DO THIS: Could you offset the part that opens with the line containing "of the marsh" and runs through the end of the lines? Write out every line in that span again, not only the answers, with 38 added to each x and y coordinate in the answers, and leave the pictures out.
— Start STORED DATA —
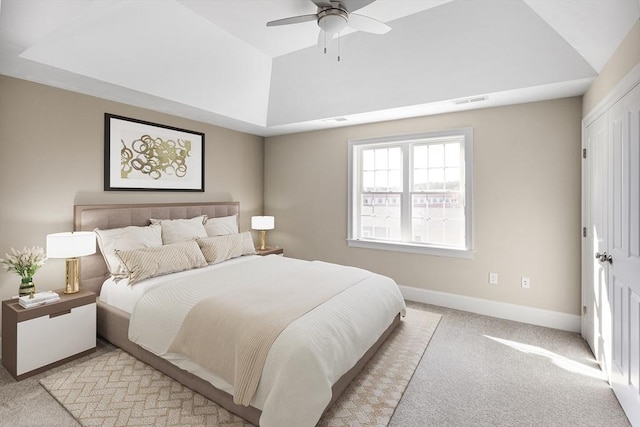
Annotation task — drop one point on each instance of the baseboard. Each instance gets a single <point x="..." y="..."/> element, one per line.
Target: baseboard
<point x="502" y="310"/>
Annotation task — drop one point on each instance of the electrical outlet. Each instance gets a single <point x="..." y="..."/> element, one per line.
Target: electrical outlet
<point x="493" y="278"/>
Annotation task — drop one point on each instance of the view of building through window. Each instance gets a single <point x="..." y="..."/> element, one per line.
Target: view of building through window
<point x="412" y="191"/>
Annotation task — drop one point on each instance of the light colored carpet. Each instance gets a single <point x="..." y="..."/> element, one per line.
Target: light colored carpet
<point x="117" y="389"/>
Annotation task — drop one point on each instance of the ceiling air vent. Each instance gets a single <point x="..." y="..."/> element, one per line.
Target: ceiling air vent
<point x="470" y="100"/>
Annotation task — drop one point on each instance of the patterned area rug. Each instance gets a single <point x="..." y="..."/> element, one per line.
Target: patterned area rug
<point x="118" y="390"/>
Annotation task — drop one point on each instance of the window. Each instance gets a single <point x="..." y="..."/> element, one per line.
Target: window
<point x="412" y="193"/>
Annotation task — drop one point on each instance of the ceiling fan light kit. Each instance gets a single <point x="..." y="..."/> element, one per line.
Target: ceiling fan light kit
<point x="333" y="20"/>
<point x="334" y="16"/>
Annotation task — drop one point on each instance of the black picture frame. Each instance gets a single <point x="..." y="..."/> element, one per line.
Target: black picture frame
<point x="146" y="156"/>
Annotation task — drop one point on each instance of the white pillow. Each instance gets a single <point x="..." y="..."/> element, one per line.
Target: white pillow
<point x="222" y="225"/>
<point x="126" y="238"/>
<point x="181" y="230"/>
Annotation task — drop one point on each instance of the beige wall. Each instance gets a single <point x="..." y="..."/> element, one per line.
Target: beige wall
<point x="626" y="56"/>
<point x="526" y="199"/>
<point x="51" y="157"/>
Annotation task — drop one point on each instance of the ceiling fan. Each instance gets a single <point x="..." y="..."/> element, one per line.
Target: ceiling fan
<point x="334" y="16"/>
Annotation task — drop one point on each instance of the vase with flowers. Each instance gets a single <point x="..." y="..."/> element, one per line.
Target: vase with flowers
<point x="25" y="263"/>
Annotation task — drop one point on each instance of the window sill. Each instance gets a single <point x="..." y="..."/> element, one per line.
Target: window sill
<point x="405" y="247"/>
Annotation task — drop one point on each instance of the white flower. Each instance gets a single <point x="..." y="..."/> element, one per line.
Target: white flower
<point x="24" y="263"/>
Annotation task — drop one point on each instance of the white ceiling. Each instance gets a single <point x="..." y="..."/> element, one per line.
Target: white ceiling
<point x="216" y="61"/>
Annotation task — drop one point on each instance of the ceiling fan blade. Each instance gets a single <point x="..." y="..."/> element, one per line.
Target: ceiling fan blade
<point x="367" y="24"/>
<point x="322" y="3"/>
<point x="292" y="20"/>
<point x="353" y="5"/>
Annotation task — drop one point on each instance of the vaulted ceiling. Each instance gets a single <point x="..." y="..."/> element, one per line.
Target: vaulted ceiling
<point x="216" y="61"/>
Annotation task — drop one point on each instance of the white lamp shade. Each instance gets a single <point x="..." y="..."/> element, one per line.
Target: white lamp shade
<point x="71" y="245"/>
<point x="263" y="222"/>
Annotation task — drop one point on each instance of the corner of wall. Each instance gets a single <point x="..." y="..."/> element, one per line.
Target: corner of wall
<point x="622" y="62"/>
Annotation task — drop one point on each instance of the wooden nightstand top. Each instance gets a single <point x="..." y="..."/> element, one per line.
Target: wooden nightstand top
<point x="270" y="251"/>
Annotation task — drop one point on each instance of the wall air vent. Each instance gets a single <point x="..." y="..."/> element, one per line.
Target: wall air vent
<point x="470" y="100"/>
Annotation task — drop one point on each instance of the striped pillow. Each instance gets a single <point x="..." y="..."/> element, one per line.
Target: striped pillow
<point x="144" y="263"/>
<point x="221" y="248"/>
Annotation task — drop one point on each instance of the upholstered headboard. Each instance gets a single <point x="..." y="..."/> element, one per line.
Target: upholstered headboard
<point x="93" y="270"/>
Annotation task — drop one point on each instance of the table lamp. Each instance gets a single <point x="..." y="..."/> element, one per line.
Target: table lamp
<point x="71" y="246"/>
<point x="262" y="223"/>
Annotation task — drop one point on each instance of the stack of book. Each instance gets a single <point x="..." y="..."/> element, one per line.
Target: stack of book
<point x="37" y="299"/>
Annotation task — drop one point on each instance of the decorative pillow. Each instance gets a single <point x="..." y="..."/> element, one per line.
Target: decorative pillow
<point x="221" y="226"/>
<point x="126" y="238"/>
<point x="221" y="248"/>
<point x="143" y="263"/>
<point x="181" y="230"/>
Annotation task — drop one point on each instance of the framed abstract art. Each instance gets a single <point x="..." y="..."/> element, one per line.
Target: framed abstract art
<point x="145" y="156"/>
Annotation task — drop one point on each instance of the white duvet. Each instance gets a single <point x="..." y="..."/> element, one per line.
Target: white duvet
<point x="306" y="359"/>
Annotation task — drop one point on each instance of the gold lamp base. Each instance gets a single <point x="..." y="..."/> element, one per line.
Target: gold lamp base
<point x="73" y="285"/>
<point x="263" y="245"/>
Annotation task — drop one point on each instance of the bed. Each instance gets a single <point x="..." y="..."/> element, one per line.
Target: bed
<point x="290" y="395"/>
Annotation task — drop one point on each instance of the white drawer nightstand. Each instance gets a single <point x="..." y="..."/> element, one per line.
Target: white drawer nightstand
<point x="39" y="338"/>
<point x="269" y="251"/>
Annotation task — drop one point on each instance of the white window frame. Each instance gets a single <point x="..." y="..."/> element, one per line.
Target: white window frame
<point x="406" y="245"/>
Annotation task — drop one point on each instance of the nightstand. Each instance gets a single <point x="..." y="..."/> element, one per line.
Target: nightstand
<point x="270" y="251"/>
<point x="39" y="338"/>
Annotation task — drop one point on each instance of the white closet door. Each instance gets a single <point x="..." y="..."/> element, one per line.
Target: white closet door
<point x="623" y="259"/>
<point x="597" y="323"/>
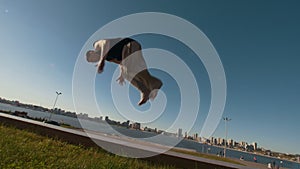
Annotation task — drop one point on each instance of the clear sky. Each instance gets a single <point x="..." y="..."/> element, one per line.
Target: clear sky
<point x="257" y="41"/>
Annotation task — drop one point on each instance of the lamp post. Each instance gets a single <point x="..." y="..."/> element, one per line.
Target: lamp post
<point x="226" y="119"/>
<point x="57" y="94"/>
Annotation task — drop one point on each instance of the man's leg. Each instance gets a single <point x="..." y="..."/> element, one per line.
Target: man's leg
<point x="133" y="63"/>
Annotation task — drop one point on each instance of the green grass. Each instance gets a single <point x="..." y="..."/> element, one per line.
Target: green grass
<point x="207" y="156"/>
<point x="23" y="149"/>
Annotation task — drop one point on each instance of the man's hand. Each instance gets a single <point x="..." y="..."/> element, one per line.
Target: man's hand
<point x="121" y="80"/>
<point x="101" y="66"/>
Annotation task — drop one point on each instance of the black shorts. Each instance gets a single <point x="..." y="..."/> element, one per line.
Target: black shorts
<point x="116" y="51"/>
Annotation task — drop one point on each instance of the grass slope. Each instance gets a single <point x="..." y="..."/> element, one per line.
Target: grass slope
<point x="23" y="149"/>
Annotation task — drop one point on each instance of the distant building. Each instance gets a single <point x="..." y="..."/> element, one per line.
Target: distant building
<point x="179" y="134"/>
<point x="136" y="126"/>
<point x="254" y="145"/>
<point x="230" y="143"/>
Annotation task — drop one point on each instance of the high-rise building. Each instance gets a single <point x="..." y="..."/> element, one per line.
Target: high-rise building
<point x="179" y="134"/>
<point x="254" y="145"/>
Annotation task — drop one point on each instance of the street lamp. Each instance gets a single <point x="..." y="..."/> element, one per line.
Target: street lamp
<point x="57" y="94"/>
<point x="226" y="119"/>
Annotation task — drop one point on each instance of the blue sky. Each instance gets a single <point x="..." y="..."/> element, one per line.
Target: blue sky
<point x="258" y="44"/>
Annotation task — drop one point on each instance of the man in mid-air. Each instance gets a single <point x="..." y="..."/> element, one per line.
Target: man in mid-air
<point x="127" y="53"/>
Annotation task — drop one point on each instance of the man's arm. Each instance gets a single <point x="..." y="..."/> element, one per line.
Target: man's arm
<point x="121" y="77"/>
<point x="104" y="49"/>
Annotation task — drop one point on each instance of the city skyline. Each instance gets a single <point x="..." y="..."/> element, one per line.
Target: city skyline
<point x="241" y="145"/>
<point x="257" y="43"/>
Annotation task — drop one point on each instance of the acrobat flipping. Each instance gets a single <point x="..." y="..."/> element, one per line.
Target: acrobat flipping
<point x="127" y="53"/>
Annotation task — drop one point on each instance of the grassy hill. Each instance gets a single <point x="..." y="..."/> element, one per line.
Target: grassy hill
<point x="23" y="149"/>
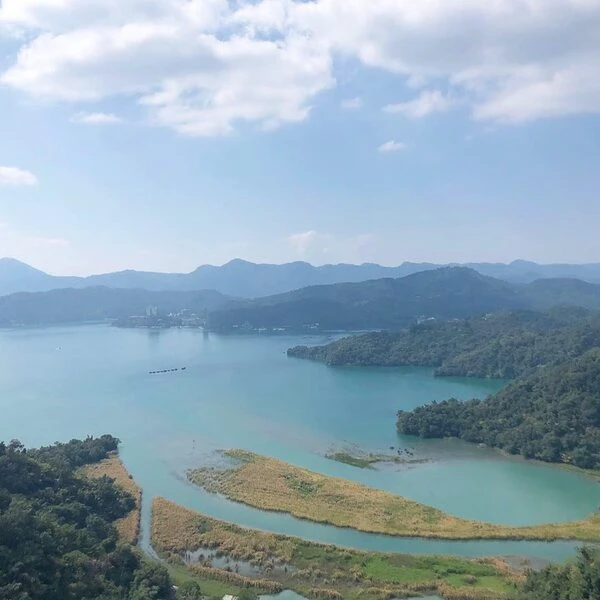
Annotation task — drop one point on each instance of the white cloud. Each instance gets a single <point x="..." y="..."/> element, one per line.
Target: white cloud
<point x="14" y="176"/>
<point x="328" y="247"/>
<point x="95" y="118"/>
<point x="204" y="66"/>
<point x="426" y="103"/>
<point x="352" y="104"/>
<point x="302" y="242"/>
<point x="391" y="146"/>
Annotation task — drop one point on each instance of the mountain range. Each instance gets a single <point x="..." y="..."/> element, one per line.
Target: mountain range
<point x="444" y="293"/>
<point x="244" y="279"/>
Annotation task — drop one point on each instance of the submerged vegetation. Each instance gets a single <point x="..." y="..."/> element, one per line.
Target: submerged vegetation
<point x="57" y="534"/>
<point x="322" y="571"/>
<point x="552" y="415"/>
<point x="270" y="484"/>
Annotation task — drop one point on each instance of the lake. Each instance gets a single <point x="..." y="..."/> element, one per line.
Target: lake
<point x="243" y="391"/>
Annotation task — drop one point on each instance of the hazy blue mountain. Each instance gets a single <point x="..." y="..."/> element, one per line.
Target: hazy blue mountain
<point x="97" y="304"/>
<point x="249" y="280"/>
<point x="451" y="292"/>
<point x="446" y="293"/>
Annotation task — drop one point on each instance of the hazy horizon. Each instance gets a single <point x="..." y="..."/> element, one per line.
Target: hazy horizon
<point x="393" y="265"/>
<point x="282" y="130"/>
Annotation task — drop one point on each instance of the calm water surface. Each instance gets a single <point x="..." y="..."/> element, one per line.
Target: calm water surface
<point x="60" y="383"/>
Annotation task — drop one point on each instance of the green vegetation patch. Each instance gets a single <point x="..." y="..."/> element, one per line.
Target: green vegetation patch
<point x="290" y="563"/>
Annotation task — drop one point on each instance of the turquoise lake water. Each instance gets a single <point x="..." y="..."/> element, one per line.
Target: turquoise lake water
<point x="60" y="383"/>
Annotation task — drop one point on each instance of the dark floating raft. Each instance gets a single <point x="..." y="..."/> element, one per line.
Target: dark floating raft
<point x="166" y="371"/>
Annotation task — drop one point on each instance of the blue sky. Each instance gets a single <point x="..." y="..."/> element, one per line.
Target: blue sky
<point x="165" y="134"/>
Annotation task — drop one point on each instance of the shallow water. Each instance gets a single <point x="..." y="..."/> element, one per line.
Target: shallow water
<point x="243" y="391"/>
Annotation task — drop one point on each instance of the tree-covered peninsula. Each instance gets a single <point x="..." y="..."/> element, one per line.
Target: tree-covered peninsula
<point x="551" y="415"/>
<point x="57" y="538"/>
<point x="502" y="345"/>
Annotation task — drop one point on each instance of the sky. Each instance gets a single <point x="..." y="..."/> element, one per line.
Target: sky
<point x="165" y="134"/>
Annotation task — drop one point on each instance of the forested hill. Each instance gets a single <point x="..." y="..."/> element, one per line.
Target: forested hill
<point x="502" y="345"/>
<point x="552" y="415"/>
<point x="445" y="294"/>
<point x="57" y="541"/>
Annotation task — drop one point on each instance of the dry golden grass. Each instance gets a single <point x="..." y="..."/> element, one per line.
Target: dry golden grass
<point x="128" y="527"/>
<point x="176" y="529"/>
<point x="271" y="484"/>
<point x="321" y="571"/>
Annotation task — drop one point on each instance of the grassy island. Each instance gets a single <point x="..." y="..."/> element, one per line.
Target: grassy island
<point x="317" y="570"/>
<point x="270" y="484"/>
<point x="128" y="527"/>
<point x="368" y="461"/>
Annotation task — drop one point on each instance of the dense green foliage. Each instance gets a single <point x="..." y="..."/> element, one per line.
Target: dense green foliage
<point x="502" y="345"/>
<point x="57" y="541"/>
<point x="552" y="415"/>
<point x="449" y="293"/>
<point x="579" y="580"/>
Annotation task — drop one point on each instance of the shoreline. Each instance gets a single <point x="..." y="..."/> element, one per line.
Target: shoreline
<point x="313" y="569"/>
<point x="271" y="485"/>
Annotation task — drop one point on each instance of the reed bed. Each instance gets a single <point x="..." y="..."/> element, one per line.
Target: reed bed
<point x="129" y="526"/>
<point x="270" y="484"/>
<point x="318" y="570"/>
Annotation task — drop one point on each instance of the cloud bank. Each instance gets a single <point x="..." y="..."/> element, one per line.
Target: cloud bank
<point x="206" y="67"/>
<point x="13" y="176"/>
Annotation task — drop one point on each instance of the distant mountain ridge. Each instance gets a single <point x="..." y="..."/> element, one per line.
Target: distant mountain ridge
<point x="98" y="304"/>
<point x="444" y="294"/>
<point x="250" y="280"/>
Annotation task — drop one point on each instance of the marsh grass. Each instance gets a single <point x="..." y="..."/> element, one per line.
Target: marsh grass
<point x="368" y="461"/>
<point x="129" y="526"/>
<point x="318" y="570"/>
<point x="270" y="484"/>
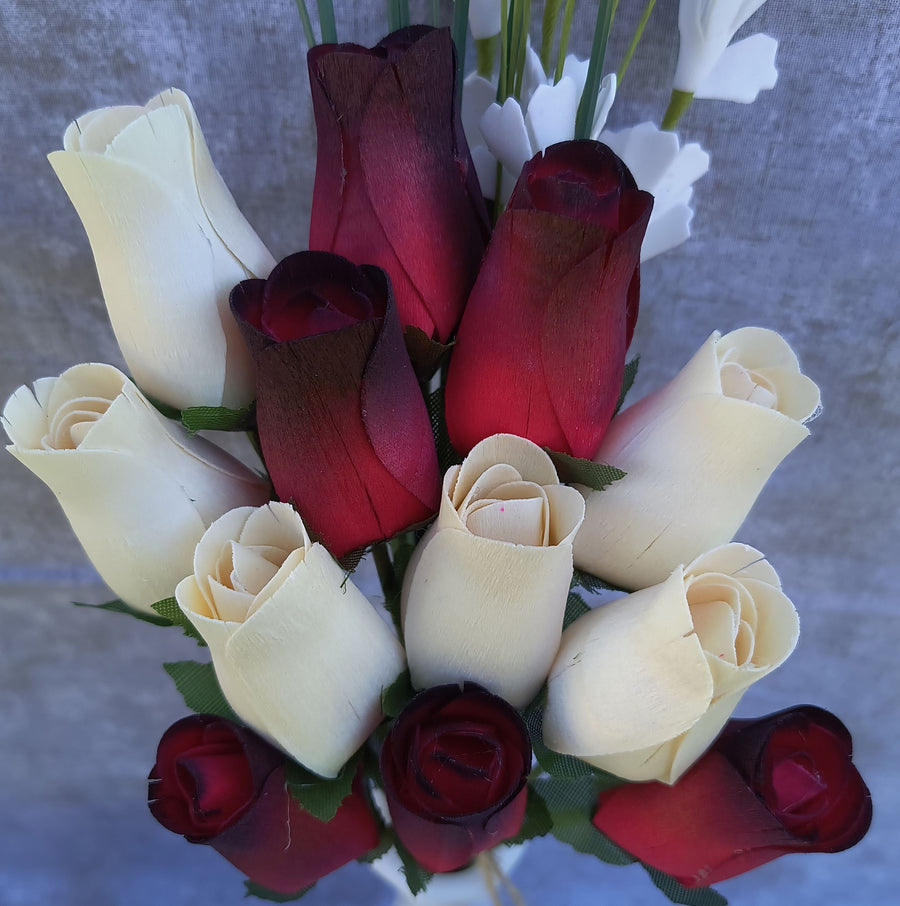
— End STORED DATA —
FINISHED TASK:
Annotation task — drop one point on each instance of the marsh grass. Each instance gets a single <point x="..." y="..."/> element, one per line.
Target: marsh grass
<point x="406" y="499"/>
<point x="167" y="564"/>
<point x="356" y="608"/>
<point x="308" y="522"/>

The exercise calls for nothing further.